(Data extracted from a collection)
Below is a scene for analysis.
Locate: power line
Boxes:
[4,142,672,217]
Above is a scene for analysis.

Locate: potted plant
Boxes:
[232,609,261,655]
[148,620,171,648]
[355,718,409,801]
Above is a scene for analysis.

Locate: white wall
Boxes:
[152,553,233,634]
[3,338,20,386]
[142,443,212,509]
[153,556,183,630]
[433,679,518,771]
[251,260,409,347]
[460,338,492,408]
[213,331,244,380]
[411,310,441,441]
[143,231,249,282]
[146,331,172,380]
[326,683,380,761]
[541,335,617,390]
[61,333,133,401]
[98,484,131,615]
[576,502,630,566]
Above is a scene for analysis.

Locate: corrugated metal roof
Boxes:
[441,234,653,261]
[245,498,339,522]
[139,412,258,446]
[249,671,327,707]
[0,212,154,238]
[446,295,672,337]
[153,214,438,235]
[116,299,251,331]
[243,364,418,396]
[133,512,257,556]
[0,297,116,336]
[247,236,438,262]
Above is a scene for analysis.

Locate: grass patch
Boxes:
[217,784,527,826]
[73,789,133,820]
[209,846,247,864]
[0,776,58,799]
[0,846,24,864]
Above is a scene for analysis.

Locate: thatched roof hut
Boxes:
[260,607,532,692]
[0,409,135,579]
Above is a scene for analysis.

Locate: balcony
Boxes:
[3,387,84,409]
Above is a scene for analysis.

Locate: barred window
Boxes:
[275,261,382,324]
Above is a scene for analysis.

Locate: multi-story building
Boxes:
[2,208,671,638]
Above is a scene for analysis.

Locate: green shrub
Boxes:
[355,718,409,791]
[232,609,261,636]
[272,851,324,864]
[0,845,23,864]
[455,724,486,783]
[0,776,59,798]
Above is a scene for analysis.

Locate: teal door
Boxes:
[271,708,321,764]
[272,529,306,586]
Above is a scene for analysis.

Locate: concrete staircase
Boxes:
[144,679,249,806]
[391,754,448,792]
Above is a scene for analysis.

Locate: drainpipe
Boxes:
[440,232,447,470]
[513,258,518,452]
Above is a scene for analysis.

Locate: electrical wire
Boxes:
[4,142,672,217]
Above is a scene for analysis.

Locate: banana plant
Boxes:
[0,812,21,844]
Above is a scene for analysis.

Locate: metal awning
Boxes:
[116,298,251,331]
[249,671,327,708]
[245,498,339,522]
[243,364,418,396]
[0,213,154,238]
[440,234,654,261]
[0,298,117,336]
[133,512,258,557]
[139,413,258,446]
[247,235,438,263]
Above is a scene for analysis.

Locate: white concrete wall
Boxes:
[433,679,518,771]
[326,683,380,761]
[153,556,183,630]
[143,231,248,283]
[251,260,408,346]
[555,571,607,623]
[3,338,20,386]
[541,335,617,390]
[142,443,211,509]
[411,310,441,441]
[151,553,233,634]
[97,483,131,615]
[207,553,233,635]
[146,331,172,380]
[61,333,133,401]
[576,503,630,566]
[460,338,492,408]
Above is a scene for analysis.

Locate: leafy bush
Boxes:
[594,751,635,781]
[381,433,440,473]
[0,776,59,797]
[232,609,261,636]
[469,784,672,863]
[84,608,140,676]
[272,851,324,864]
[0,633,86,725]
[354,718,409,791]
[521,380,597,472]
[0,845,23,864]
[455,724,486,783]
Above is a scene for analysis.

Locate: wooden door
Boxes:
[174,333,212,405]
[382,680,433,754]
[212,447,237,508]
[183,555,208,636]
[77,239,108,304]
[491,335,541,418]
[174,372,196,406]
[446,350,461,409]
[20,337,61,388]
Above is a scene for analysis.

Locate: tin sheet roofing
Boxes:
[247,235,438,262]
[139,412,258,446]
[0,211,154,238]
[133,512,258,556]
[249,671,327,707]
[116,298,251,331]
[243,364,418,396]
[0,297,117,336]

### Aim of the exercise
Go through the records and repeat each one exactly as written.

### Written answer
Below is a scene for analysis.
Locate: power line
Boxes:
[4,142,672,217]
Above is a scene for analysis.

Locate: potted plant
Boxes:
[232,609,261,655]
[148,620,171,648]
[355,718,409,801]
Above is a scene for analysis.

Locate: white wall
Boxes:
[152,553,233,634]
[3,338,20,386]
[142,443,212,509]
[153,556,183,630]
[433,679,518,771]
[251,260,409,347]
[460,338,492,408]
[213,331,244,380]
[411,310,441,441]
[143,231,249,282]
[146,331,172,380]
[326,683,380,761]
[541,335,617,390]
[61,333,133,401]
[98,484,131,615]
[576,502,630,566]
Above is a scene for analysis.

Locate: corrugated metal roof
Boxes:
[441,234,653,261]
[245,498,339,522]
[139,412,258,446]
[249,671,327,707]
[0,212,154,238]
[446,295,672,337]
[153,214,438,235]
[116,299,251,331]
[243,364,418,396]
[133,512,257,556]
[0,297,116,336]
[247,236,438,262]
Above is a scene for analysis.

Locate: grass patch
Boxes:
[217,784,527,826]
[73,789,133,820]
[209,846,247,864]
[0,776,58,799]
[0,846,24,864]
Above is a scene for analysis.

Locate: thatched roof hut
Boxes:
[260,607,532,692]
[0,409,135,579]
Above is a scene for analysis.

Locate: balcony
Boxes:
[3,387,84,409]
Above is a scene for analysis.

Locate: barred window
Boxes:
[275,261,382,324]
Above is a scene for analysis.

Locate: multi-story building
Boxes:
[2,208,671,638]
Above is a scene for analysis.

Locate: green shrub
Boxes:
[355,718,409,791]
[232,609,261,636]
[272,851,324,864]
[0,845,23,864]
[455,724,486,783]
[0,776,59,798]
Above is a scene for analysis.

Locate: teal door
Boxes:
[271,708,321,764]
[272,529,306,586]
Above is a scene for analysis.

Locate: concrete staircase
Boxes:
[144,679,249,806]
[391,754,448,792]
Above is a scene for analysis.

Locate: drainpipe
Boxes:
[440,232,447,470]
[513,258,518,452]
Above is a scene for analysis.

Locate: electrical wire
Boxes:
[4,142,672,217]
Above is a scene for analysis.

Locate: banana plant
Boxes:
[0,812,21,844]
Above is a scene for analysis.

Locate: metal awning
Boxes:
[116,298,251,331]
[249,671,327,708]
[245,498,339,522]
[243,364,418,396]
[0,213,154,238]
[440,234,654,261]
[0,298,117,336]
[133,512,258,557]
[139,413,258,446]
[247,235,438,263]
Above is a scene for analysis.

Locate: white concrete wall
Boxes:
[433,679,518,771]
[326,683,380,761]
[153,556,183,630]
[143,231,248,283]
[251,260,408,346]
[555,571,607,623]
[3,338,20,386]
[541,335,617,390]
[142,443,211,509]
[411,310,441,441]
[151,553,233,634]
[97,483,131,615]
[207,553,233,635]
[146,331,172,380]
[61,333,133,401]
[576,503,630,566]
[460,338,492,408]
Above is a scene for analysis.

Locate: leafy bush
Boxes:
[594,751,635,781]
[381,433,440,473]
[0,776,59,797]
[232,609,261,636]
[469,784,672,863]
[84,608,140,676]
[272,851,324,864]
[0,633,86,725]
[354,718,409,791]
[521,380,597,472]
[0,845,23,864]
[455,724,486,783]
Above is a scene for analysis.

Locate: wooden door
Boxes:
[174,333,212,405]
[382,680,433,754]
[212,447,237,508]
[183,555,208,636]
[77,239,108,304]
[491,335,541,418]
[174,372,196,406]
[446,350,461,409]
[20,337,61,388]
Above is a scene for analysis.

Locate: tin sheet roofing
Boxes:
[247,235,438,262]
[139,412,258,446]
[0,211,154,238]
[133,512,258,556]
[249,671,327,707]
[116,298,251,331]
[243,364,418,396]
[0,297,117,336]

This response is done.